● EXERCISE DATA
****************
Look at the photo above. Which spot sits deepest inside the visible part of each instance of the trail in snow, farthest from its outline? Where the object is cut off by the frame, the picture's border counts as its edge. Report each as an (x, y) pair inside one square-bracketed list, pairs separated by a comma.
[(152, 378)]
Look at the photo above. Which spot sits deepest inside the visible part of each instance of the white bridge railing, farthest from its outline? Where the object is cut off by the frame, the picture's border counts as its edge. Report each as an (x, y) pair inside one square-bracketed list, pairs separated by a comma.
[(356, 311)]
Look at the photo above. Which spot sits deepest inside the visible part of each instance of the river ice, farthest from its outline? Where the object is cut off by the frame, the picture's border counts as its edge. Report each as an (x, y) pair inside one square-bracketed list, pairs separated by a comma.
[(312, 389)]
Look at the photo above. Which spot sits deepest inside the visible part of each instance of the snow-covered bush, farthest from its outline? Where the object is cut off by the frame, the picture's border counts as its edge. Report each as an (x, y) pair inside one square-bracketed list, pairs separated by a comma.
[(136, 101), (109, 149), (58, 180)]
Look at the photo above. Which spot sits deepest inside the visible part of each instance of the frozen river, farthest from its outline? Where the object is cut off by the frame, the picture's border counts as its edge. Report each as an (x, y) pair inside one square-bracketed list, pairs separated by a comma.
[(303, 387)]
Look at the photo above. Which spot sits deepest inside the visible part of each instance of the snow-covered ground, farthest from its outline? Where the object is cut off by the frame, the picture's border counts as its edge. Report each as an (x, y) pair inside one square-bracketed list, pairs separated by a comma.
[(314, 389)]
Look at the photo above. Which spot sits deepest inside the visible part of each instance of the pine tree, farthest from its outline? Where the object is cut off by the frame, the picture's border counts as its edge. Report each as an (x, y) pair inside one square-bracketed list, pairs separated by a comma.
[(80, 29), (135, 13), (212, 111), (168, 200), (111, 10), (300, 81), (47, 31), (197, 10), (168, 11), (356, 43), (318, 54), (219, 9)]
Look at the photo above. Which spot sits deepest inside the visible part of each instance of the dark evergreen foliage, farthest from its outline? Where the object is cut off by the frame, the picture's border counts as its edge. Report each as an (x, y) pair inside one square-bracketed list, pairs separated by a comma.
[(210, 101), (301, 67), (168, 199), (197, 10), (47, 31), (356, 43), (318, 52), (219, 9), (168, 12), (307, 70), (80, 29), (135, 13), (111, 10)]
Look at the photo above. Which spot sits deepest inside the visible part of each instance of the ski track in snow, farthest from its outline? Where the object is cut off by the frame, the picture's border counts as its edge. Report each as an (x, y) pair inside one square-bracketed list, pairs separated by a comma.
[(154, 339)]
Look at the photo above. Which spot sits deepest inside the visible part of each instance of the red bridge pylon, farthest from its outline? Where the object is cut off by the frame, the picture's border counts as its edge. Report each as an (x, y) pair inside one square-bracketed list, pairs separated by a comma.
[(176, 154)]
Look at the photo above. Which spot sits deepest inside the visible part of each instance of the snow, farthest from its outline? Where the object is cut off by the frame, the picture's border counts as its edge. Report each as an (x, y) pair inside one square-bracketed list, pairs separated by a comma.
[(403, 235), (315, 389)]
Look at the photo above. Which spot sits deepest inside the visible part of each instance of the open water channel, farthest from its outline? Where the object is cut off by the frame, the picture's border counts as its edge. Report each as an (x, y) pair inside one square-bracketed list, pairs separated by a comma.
****************
● TO DO
Recast every line of the data above as a numbered list, omitting blank lines.

● ANSWER TO THE TASK
1. Look at the photo above. Which spot sits deepest inside the visible part of each instance of the trail in snow, farthest from its outline? Where the object is cut off by the frame, the picture's border counts as its edge. Report each as an (x, y) pair inside one square-bracketed list, pairs separated by a comma.
2. [(152, 378)]
3. Look at the photo above. Which spot sits deepest inside the visible part of each instance of the white bridge railing, farthest from its outline? Where the object is cut off by the frame, the picture's border counts as its edge. Report each as an (x, y) pair inside one square-bracketed list, pairs separated by a comma.
4. [(356, 311)]
5. Look at the photo above. Which spot sits deepest inside the visible part of each instance of the river ice, farthest from its outline? Where the object is cut off by the frame, the picture's border counts as its edge. Report each as an (x, y) pair inside one square-bracketed list, pairs separated by a comma.
6. [(312, 389)]
7. Look at the photo above. Which spot sits deepest inside the visible part of each instance of the snow-covered bush, farthest from its outline? Where the object is cut off by the frame, the picture's border counts as its edge. Report each as an (x, y) pair inside one square-bracketed list, pairs separated by a comma.
8. [(136, 101), (109, 149), (58, 180)]
9. Look at the photo above. Which spot sits deepest inside the visible part of each instance of the frozen river, farthest from its outline? Where the object is cut off by the frame, the picture's border counts as its edge. Report each as an (x, y) pair inside one square-bracketed list, pairs separated by a comma.
10. [(303, 387)]
11. Look at the photo above. Which spot sits deepest inside the visible part of each instance of the snow-covered ground, farthest from its outline? Where the object is cut off by the frame, the picture's border counts as its edge. Report each as an (x, y) pair inside one square-bracketed list, pairs separated by a comma.
12. [(314, 389)]
13. Look at the photo above. Which spot sits deepest inside the visible part of each instance of the pine tree, farthest from its outline? Where the object is cut off by the frame, the picture's border counts as its edge. Report each as an (x, y) pair inside one square-bracketed list, pairs separated by a comma.
14. [(80, 29), (135, 13), (212, 111), (168, 200), (111, 10), (300, 81), (47, 31), (197, 10), (168, 11), (356, 43), (318, 54), (219, 9)]
15. Look at the photo above. Which spot sits deepest inside the visible part of each instance of the dark evergreen foliage, farthest from its outline? Where the object is cut off by the frame, the picture's border counts as its edge. Report each as an (x, y) pair inside one square-bracketed list, pairs separated by a comma.
16. [(210, 101), (301, 67), (168, 199), (197, 10), (47, 31), (356, 43), (318, 52), (219, 9), (168, 12), (307, 70), (80, 29), (135, 13), (111, 10)]
17. Look at the photo above. Which spot sits deepest inside the visible part of each instance of the ski track in snow, farthest from its outline? Where the object is cut off by the frame, the picture's border counts as its edge. Report each as an (x, y) pair inside one square-bracketed list, pairs separated by a comma.
18. [(154, 339)]
19. Look at the photo above. Which spot sits deepest inside the visible part of each instance of the red bridge pylon, farthest from its outline? Where the object is cut off by the frame, the picture's border counts as its edge. Report each as an (x, y) pair inside one square-bracketed list, pairs separated by a comma.
20. [(176, 154)]
21. Look at the photo above. Which spot sits deepest inside the visible part of each instance of the snow, farthest from its outline? Where the object is cut off by the frame, the picture's border counts as its edge. Report each as an (x, y) pair inside one square-bracketed list, pairs separated by a comma.
22. [(403, 235), (315, 389)]
23. Look at the photo above. Which spot sits deepest inside the visible part of each instance of the open water channel, farthest from its outline? Where the object is cut off by the frame, the picture's border counts as its edge. Report each as an (x, y) pair inside one square-bracketed list, pairs separated by a comma.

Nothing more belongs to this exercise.